SELECTED PASSAGE:
============

I caught the eye of a girl who struck me as having a suitcase full of recipes, so I approached and said, “Food writing?” and she laughed and said, “Yes, I’m Louise.” The first friend, very promising. A completely jolly man with a perfectly English shock of blond hair approached and said, like a line in a play, “Food writing?” We laughed. He was Charlie, and quite firmly the second friend. More and more people gathered round, a very young chap called Adam and a reserved, quietly observant man called Edward, an unassumingly friendly lady called Pauline… and there was the first taxi, so there was a rather gentlemanly skirmish to allot the first passengers since clearly we would need more than one conveyance.
Charlie, Edward and I were left peacefully behind to await the next taxi, and there was perhaps 25 seconds of hesitance before we began the relentless banter that became what Avery has described as (having heard thousands of stories by now) “The Kristen, Edward and Charlie Show.” We could not talk fast enough. Edward’s chuck-it-all, I’m-bloody-addicted-to-cooking three-month stint at Ballymaloe, a cookery school in County Cork, Ireland, Charlie’s devotion as a PR man to the fate of a Scottish regiment. I don’t remember if I contributed anything more intriguing to the general mayhem than confessing a hatred of tofu, but in any case we made fast friends in an instant, and then realized that no taxi was in sight to take us to our destination. Charlie rang up the company. “It’s broken down you say, and you’re sending another? In 45 minutes? And you think we should have a cup of tea and wait? Right…” He strode over to the taxi rank nearby and gestured thumbs-up to us, and we were off.
There followed an hour-ish of the most entertaining conversation I can ever remember. What did we talk about? Anything and everything, our words spilling over each other in reckless silliness. I think a lot of our instant bond came from sheer relief: the unspoken fear we had all harbored about our upcoming week, a jump into the unknown, an inescapable throwing together of strangers for an experience grounded in total isolation. What if there was no one of interest, I think we had all feared, what if everyone is a dire bore and one can’t get away? What if I’ve landed myself into a week of stilted conversations about nothing, punctuated by miserable, enforced togetherness at mealtimes? This had, I think, been in all our minds, and our joy at finding fascinating (well, I can speak only for my perception of Edward and Charlie), well-spoken people with intriguing stories to tell made us rather instantly the best of friends. “How bad can it be,” Charlie mused, “if we at least have each other to talk to?” Little did we know, the only problem over the coming week was going to be getting enough of the people around us. There was never a lack of conversation, all week.

============

PROVIDED MATERIAL:

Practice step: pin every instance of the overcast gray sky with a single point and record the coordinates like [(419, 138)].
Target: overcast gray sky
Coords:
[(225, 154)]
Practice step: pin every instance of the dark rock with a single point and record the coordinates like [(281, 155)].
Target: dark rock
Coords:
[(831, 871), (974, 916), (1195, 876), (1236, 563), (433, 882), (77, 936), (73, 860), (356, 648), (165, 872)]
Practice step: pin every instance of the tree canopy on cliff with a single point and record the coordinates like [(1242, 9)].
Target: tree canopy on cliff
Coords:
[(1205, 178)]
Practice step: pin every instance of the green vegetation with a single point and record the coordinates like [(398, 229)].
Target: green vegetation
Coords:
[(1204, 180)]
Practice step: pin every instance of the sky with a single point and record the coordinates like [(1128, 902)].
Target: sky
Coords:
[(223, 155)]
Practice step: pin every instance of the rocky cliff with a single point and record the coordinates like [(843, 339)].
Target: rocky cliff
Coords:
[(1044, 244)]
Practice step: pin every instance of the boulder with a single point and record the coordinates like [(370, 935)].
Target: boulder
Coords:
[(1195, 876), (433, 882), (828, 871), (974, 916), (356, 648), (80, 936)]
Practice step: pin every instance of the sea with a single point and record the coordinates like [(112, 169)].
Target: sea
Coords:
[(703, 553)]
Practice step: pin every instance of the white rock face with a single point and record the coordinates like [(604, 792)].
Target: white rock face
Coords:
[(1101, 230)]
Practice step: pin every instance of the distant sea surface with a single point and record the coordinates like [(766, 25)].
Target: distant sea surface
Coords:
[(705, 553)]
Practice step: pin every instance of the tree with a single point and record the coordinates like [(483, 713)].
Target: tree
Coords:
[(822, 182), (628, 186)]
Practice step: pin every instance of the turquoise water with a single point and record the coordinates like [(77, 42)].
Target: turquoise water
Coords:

============

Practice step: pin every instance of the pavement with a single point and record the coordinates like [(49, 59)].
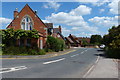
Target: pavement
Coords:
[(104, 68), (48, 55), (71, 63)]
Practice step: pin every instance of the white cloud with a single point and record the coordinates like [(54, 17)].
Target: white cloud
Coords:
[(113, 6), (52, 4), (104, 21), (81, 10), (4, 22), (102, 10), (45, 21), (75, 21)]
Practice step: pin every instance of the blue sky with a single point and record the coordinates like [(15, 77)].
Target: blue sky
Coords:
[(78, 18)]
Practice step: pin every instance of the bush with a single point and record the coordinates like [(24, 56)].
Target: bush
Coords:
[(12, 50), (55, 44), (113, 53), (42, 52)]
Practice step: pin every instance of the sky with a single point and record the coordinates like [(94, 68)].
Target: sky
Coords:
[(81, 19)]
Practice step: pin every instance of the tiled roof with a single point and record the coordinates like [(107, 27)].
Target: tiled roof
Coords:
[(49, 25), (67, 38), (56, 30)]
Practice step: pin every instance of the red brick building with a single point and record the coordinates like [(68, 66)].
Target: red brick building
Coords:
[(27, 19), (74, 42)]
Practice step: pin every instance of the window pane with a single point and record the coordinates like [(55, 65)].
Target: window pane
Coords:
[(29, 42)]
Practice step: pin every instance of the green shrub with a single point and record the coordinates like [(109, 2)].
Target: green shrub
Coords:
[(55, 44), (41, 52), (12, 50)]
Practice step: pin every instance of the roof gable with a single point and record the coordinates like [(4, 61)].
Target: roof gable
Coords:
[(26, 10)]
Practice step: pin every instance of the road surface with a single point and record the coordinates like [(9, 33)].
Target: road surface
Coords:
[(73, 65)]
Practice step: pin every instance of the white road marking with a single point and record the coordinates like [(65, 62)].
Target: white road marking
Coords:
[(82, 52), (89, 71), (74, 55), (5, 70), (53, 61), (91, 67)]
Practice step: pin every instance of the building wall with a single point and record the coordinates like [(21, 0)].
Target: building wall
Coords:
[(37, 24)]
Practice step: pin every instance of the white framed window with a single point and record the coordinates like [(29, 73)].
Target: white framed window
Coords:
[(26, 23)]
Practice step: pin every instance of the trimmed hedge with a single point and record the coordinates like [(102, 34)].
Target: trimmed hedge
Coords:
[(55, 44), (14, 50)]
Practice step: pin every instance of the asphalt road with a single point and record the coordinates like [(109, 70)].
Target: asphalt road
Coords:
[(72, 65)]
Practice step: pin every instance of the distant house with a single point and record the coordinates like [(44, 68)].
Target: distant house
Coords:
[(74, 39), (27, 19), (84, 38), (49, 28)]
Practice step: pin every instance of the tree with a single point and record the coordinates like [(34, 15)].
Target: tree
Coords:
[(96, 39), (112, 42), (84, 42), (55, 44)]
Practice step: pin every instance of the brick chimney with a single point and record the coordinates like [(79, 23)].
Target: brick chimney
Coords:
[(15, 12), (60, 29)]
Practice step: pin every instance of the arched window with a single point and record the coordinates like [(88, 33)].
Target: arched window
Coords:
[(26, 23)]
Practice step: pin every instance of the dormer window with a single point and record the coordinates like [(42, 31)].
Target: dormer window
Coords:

============

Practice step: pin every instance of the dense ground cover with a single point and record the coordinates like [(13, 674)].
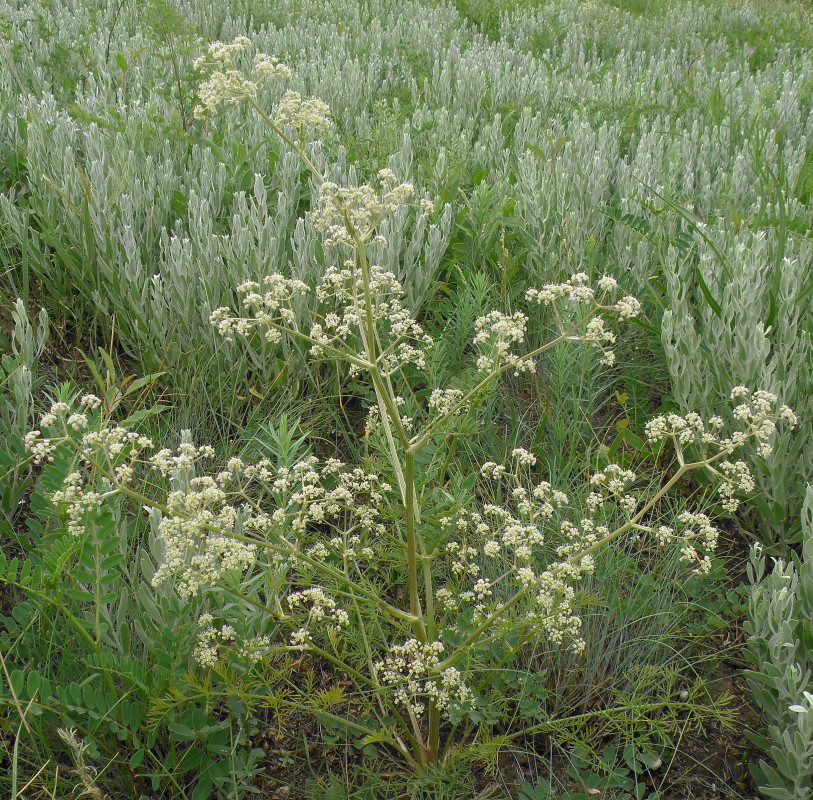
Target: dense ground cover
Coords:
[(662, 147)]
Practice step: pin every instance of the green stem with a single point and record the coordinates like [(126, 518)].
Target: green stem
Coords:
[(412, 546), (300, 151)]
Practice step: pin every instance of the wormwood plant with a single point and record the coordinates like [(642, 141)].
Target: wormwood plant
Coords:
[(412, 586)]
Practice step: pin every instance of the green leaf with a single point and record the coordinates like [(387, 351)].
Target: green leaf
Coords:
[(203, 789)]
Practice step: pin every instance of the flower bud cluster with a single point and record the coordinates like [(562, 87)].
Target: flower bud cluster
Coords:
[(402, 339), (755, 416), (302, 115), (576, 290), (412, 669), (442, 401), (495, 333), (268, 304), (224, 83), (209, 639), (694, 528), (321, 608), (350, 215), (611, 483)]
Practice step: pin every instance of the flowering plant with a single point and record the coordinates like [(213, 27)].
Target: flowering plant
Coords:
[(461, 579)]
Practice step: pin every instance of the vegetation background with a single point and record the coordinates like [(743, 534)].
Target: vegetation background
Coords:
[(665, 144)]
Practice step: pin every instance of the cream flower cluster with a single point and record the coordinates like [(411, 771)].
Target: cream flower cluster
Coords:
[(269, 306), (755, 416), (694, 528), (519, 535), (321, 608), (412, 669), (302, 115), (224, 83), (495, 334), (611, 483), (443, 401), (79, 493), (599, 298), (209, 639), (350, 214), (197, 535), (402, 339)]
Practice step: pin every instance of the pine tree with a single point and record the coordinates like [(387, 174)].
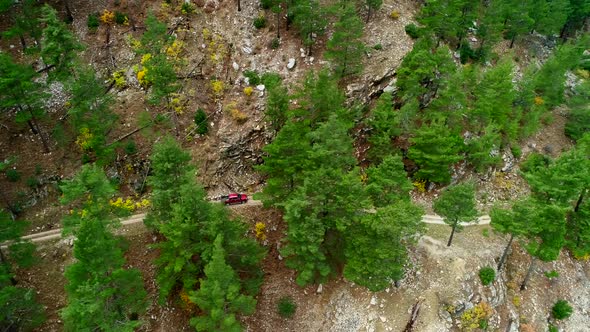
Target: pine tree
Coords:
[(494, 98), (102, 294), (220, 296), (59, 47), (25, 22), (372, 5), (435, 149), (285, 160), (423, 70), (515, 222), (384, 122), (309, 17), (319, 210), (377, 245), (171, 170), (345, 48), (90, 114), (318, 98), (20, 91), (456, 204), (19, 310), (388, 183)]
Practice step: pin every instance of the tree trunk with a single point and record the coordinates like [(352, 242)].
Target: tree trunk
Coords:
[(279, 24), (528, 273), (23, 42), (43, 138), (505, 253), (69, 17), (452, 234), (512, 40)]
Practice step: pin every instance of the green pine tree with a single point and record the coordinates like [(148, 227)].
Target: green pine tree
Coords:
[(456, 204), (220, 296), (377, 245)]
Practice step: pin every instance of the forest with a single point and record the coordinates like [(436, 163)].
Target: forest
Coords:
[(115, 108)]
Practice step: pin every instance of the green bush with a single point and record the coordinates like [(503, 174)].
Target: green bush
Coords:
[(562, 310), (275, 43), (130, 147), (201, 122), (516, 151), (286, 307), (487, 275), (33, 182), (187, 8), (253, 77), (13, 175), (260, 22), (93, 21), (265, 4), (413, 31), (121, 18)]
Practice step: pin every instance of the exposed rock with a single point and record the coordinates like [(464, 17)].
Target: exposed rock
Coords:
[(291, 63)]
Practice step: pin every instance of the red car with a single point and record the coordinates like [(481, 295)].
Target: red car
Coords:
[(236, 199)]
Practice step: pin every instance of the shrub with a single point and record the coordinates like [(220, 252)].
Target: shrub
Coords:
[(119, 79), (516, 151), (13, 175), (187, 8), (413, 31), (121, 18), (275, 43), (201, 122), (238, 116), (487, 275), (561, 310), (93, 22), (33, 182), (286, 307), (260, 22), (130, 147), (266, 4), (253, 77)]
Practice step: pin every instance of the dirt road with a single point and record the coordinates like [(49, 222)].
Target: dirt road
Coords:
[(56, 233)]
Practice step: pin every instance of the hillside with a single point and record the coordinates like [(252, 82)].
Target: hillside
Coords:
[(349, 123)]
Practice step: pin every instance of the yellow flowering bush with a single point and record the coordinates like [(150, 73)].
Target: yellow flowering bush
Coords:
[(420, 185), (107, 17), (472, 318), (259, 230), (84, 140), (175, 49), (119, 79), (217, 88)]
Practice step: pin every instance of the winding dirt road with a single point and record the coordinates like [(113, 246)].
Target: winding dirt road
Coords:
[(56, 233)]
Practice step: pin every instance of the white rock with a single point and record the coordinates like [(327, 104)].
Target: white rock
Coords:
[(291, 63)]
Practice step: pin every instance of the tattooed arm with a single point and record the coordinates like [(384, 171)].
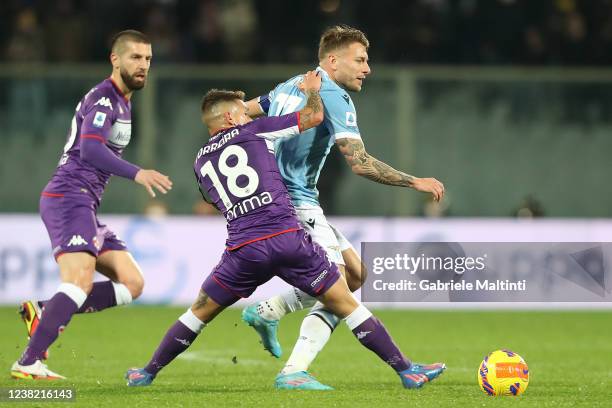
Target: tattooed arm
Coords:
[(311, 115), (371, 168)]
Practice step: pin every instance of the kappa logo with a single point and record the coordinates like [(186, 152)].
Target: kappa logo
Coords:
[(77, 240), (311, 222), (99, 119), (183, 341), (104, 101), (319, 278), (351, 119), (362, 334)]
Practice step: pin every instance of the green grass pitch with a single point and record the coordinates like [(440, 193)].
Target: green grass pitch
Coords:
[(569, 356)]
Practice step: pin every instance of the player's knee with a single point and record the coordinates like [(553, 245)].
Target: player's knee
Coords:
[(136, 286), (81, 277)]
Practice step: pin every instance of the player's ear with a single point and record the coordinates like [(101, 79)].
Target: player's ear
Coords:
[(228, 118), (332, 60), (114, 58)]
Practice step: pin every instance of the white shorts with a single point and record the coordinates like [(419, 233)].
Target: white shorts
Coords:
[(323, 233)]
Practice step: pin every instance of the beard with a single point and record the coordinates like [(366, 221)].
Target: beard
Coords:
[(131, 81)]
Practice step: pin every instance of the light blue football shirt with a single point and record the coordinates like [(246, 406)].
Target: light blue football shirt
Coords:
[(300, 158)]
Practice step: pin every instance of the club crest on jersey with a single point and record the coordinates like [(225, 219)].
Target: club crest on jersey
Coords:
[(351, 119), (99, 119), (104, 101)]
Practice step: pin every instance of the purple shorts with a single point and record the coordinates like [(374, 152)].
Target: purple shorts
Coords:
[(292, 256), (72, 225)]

============

WHAT YOU WILL DO: Please return the passage on meeting the food writers word for word, from "I caught the" up to and including "than one conveyance.". The records have nothing to do with this.

FINAL RESULT:
I caught the eye of a girl who struck me as having a suitcase full of recipes, so I approached and said, “Food writing?” and she laughed and said, “Yes, I’m Louise.” The first friend, very promising. A completely jolly man with a perfectly English shock of blond hair approached and said, like a line in a play, “Food writing?” We laughed. He was Charlie, and quite firmly the second friend. More and more people gathered round, a very young chap called Adam and a reserved, quietly observant man called Edward, an unassumingly friendly lady called Pauline… and there was the first taxi, so there was a rather gentlemanly skirmish to allot the first passengers since clearly we would need more than one conveyance.